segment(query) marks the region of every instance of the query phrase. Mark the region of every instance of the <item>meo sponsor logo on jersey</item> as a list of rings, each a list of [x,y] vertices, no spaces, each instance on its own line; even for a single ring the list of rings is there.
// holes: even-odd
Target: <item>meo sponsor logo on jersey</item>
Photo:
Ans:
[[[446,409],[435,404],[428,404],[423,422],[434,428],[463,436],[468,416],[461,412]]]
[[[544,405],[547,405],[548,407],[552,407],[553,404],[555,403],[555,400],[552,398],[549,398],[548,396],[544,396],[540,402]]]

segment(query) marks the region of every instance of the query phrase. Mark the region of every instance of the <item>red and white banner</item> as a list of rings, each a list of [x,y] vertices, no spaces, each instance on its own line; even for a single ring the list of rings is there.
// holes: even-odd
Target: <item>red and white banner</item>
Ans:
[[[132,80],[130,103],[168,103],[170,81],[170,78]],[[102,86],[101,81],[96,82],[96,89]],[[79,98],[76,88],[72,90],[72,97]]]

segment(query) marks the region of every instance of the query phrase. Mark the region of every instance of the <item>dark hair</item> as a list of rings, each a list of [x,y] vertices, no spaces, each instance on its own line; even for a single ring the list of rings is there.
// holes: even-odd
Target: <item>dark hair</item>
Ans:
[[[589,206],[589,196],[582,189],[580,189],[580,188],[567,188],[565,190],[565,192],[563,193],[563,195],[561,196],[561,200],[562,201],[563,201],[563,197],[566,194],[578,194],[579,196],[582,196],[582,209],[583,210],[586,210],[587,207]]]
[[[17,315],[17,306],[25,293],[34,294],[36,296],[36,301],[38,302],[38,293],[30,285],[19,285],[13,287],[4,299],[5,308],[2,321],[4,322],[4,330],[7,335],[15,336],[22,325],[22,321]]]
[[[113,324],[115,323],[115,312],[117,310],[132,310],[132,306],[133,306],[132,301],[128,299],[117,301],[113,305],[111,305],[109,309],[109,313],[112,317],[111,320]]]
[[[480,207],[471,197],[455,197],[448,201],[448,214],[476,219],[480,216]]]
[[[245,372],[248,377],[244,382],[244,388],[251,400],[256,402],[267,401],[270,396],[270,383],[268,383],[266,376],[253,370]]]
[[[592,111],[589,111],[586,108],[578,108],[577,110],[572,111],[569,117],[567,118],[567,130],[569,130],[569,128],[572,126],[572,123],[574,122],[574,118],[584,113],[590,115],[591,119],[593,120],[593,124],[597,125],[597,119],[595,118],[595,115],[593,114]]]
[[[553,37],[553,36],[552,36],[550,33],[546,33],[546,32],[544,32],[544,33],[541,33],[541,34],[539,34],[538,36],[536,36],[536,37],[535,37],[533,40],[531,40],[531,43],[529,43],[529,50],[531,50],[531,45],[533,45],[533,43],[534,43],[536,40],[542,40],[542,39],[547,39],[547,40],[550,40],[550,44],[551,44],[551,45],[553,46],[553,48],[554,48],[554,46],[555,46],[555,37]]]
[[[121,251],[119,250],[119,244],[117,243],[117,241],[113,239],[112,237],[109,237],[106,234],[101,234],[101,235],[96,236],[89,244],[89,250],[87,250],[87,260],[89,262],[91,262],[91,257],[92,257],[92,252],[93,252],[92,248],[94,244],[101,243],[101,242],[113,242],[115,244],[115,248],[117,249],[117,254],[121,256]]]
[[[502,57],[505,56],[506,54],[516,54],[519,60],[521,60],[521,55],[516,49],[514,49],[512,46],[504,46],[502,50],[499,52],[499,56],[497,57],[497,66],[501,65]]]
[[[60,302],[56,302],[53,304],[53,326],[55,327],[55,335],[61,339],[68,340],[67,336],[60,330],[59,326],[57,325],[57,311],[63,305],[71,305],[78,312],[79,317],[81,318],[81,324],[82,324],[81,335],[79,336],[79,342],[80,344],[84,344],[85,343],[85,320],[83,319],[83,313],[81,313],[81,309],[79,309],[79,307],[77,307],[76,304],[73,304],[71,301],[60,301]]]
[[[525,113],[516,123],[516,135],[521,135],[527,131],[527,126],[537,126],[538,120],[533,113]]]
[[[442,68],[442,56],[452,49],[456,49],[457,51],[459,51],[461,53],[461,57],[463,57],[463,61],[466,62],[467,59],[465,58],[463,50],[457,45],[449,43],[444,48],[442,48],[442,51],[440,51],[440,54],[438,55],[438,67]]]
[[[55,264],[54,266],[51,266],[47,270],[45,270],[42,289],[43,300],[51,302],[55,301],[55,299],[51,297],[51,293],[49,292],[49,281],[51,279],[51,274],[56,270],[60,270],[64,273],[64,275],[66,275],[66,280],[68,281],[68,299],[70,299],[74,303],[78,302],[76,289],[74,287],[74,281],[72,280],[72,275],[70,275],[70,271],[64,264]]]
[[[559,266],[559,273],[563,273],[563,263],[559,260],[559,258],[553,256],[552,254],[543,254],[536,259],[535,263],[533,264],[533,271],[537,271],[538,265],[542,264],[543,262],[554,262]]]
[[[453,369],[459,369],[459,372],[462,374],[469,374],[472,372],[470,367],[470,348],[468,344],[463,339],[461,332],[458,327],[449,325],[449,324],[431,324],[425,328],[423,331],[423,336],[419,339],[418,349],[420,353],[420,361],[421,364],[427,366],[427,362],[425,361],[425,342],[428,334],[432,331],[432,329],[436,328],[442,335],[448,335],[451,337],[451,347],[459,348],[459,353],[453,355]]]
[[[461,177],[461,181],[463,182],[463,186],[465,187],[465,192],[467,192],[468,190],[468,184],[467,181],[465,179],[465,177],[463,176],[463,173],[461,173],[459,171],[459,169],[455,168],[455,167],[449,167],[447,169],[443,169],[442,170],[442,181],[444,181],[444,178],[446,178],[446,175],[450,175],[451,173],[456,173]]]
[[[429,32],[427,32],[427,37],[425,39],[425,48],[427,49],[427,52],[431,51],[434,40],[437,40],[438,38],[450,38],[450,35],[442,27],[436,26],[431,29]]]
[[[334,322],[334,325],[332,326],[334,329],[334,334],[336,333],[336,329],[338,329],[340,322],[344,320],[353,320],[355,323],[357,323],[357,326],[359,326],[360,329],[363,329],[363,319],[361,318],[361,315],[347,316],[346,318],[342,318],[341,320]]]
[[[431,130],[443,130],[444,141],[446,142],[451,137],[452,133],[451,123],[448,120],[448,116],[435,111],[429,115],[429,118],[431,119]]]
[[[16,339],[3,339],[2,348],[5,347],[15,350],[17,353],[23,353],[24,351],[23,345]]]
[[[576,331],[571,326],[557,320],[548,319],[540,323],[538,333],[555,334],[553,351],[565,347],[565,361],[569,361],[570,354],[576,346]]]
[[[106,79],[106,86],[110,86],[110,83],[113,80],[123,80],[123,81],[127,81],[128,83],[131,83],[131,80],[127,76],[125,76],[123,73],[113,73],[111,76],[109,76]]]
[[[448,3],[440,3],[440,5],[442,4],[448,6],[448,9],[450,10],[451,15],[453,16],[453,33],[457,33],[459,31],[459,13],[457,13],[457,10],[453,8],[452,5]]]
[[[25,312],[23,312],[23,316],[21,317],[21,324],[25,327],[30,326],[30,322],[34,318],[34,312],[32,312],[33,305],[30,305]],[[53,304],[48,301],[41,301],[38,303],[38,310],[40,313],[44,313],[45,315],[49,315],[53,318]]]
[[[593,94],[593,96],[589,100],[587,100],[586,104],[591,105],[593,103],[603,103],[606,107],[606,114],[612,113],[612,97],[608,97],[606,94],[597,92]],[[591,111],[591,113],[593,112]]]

* * *

- **Task brief**: The response should be an exact copy of every line above.

- **Completed exercise**:
segment(query) marks the region of every instance of the query phrase. Mark the region of every instance of the <item>meo sponsor logo on jersey</item> as a list of rings, each a list of [x,y] vertices, no spaces, each instance on its own line; even for a single ring the list of rings is there.
// holes: even-odd
Target: <item>meo sponsor logo on jersey</item>
Photo:
Ans:
[[[446,409],[435,404],[428,404],[423,422],[434,428],[463,436],[468,416],[461,412]]]
[[[544,405],[547,405],[548,407],[552,407],[553,404],[555,403],[555,400],[552,398],[549,398],[548,396],[544,396],[540,402]]]

segment(query) marks the region of every instance of the query phrase. Mark the region of every instance of the <item>red and white banner</item> as a list of rings, each a list of [x,y] vertices, no spaces, each instance on its own line; even for a single ring the list of rings is there.
// holes: even-odd
Target: <item>red and white banner</item>
Ans:
[[[132,80],[130,103],[168,103],[170,81],[170,78]],[[102,86],[101,81],[96,82],[96,89]],[[79,98],[76,88],[72,90],[72,97]]]

segment(query) marks the region of every instance of the query phrase. Mark the region of every instance of the <item>dark hair</item> as a list of rings, each a list of [x,y] vertices, no spaces, each instance on its own line; even for a single ring the list of rings is there.
// holes: even-odd
Target: <item>dark hair</item>
Ans:
[[[589,206],[589,196],[582,189],[580,189],[580,188],[567,188],[565,190],[565,192],[563,193],[563,195],[561,196],[561,200],[562,201],[563,201],[563,197],[566,194],[578,194],[579,196],[582,196],[582,209],[583,210],[586,210],[587,207]]]
[[[17,315],[17,306],[25,293],[34,294],[36,296],[36,301],[38,302],[38,293],[30,285],[19,285],[13,287],[4,299],[5,308],[2,321],[4,322],[4,330],[7,335],[15,336],[22,325],[22,321]]]
[[[113,324],[115,323],[115,312],[117,310],[132,310],[132,306],[133,306],[132,301],[128,299],[117,301],[113,305],[111,305],[109,309],[109,313],[112,317],[111,320]]]
[[[480,207],[471,197],[455,197],[448,201],[448,214],[476,219],[480,216]]]
[[[245,372],[248,377],[244,382],[244,388],[251,400],[256,402],[267,401],[270,396],[270,383],[268,383],[266,376],[253,370]]]
[[[592,111],[589,111],[586,108],[578,108],[577,110],[572,111],[569,117],[567,118],[567,130],[569,130],[569,128],[572,126],[572,123],[574,122],[574,118],[584,113],[590,115],[591,119],[593,120],[593,124],[597,125],[597,119],[595,118],[595,115],[593,114]]]
[[[553,37],[553,36],[552,36],[550,33],[546,33],[546,32],[544,32],[544,33],[541,33],[541,34],[539,34],[538,36],[536,36],[536,37],[535,37],[533,40],[531,40],[531,43],[529,43],[529,50],[531,50],[531,45],[533,45],[533,43],[534,43],[536,40],[542,40],[542,39],[547,39],[547,40],[550,40],[550,44],[551,44],[551,45],[553,46],[553,48],[554,48],[554,46],[555,46],[555,37]]]
[[[121,251],[119,250],[119,244],[117,243],[117,241],[113,239],[112,237],[109,237],[106,234],[101,234],[101,235],[96,236],[89,244],[89,250],[87,250],[87,260],[89,262],[91,262],[91,257],[92,257],[92,252],[93,252],[92,248],[94,244],[101,243],[101,242],[113,242],[115,244],[115,248],[117,249],[117,254],[121,256]]]
[[[502,57],[505,56],[506,54],[516,54],[519,60],[521,60],[521,55],[516,49],[514,49],[512,46],[504,46],[502,50],[499,52],[499,56],[497,57],[497,66],[501,65]]]
[[[60,302],[56,302],[53,304],[53,326],[55,327],[55,335],[61,339],[68,340],[67,336],[60,330],[59,326],[57,325],[57,311],[63,305],[71,305],[78,312],[79,317],[81,318],[81,324],[82,324],[81,335],[79,336],[79,342],[80,344],[84,344],[85,343],[85,320],[83,319],[83,313],[81,313],[81,309],[79,309],[79,307],[77,307],[76,304],[73,304],[71,301],[60,301]]]
[[[525,113],[516,123],[516,135],[521,135],[527,131],[527,126],[537,126],[538,120],[533,113]]]
[[[442,68],[442,56],[452,49],[456,49],[457,51],[459,51],[461,53],[461,57],[463,57],[463,61],[466,62],[467,59],[465,58],[463,50],[457,45],[449,43],[444,48],[442,48],[442,51],[440,51],[440,54],[438,55],[438,67]]]
[[[55,264],[54,266],[51,266],[47,270],[45,270],[42,289],[43,300],[51,302],[55,301],[55,299],[51,297],[51,293],[49,292],[49,281],[51,279],[51,274],[56,270],[60,270],[64,273],[64,275],[66,275],[66,280],[68,281],[68,299],[70,299],[74,303],[78,302],[76,289],[74,287],[74,281],[72,280],[72,275],[70,275],[70,271],[64,264]]]
[[[559,266],[559,273],[563,273],[563,263],[559,260],[559,258],[553,256],[552,254],[543,254],[536,259],[535,263],[533,264],[533,271],[537,271],[538,265],[542,264],[543,262],[554,262]]]
[[[453,369],[459,369],[459,372],[462,374],[469,374],[472,372],[470,367],[470,348],[468,344],[463,339],[461,332],[458,327],[449,325],[449,324],[431,324],[425,328],[423,331],[423,336],[419,339],[418,349],[420,353],[420,361],[421,364],[427,366],[427,362],[425,361],[425,342],[428,334],[432,331],[432,329],[436,328],[442,335],[448,335],[451,337],[451,347],[459,348],[459,353],[453,355]]]
[[[461,177],[461,181],[463,182],[463,186],[465,187],[465,192],[467,192],[468,190],[468,184],[467,181],[465,179],[465,177],[463,176],[463,173],[461,173],[459,171],[459,169],[455,168],[455,167],[449,167],[447,169],[443,169],[442,170],[442,181],[444,181],[444,178],[446,178],[446,175],[450,175],[451,173],[456,173]]]
[[[429,32],[427,32],[427,37],[425,39],[425,48],[427,49],[427,52],[431,51],[434,40],[437,40],[438,38],[450,38],[450,35],[442,27],[436,26],[431,29]]]
[[[334,322],[334,325],[332,326],[334,329],[334,334],[336,333],[336,329],[338,329],[340,322],[344,320],[353,320],[355,323],[357,323],[357,326],[359,326],[360,329],[363,329],[363,319],[361,318],[361,315],[347,316],[346,318],[342,318],[341,320]]]
[[[431,130],[443,130],[444,141],[446,142],[451,137],[452,133],[451,123],[448,120],[448,116],[435,111],[429,115],[429,118],[431,119]]]
[[[16,339],[3,339],[2,348],[5,347],[15,350],[17,353],[23,353],[24,351],[23,345]]]
[[[576,331],[571,326],[557,320],[548,319],[540,323],[538,333],[555,334],[553,351],[565,347],[565,361],[569,361],[570,354],[576,346]]]
[[[106,79],[106,86],[110,86],[110,83],[113,80],[123,80],[123,81],[127,81],[128,83],[131,83],[131,80],[127,76],[125,76],[123,73],[113,73],[111,76],[109,76]]]
[[[448,3],[440,3],[440,5],[442,4],[448,6],[448,9],[450,10],[451,15],[453,16],[453,33],[457,33],[459,31],[459,13],[457,13],[457,10],[453,8],[452,5]]]
[[[25,312],[23,312],[23,316],[21,317],[21,324],[25,327],[30,326],[30,322],[34,318],[34,312],[32,312],[33,305],[30,305]],[[53,304],[48,301],[41,301],[38,303],[38,310],[40,313],[44,313],[45,315],[49,315],[53,318]]]
[[[593,94],[593,96],[589,100],[587,100],[586,104],[591,105],[593,103],[603,103],[606,107],[606,114],[612,113],[612,97],[608,97],[606,94],[597,92]],[[591,111],[591,113],[593,112]]]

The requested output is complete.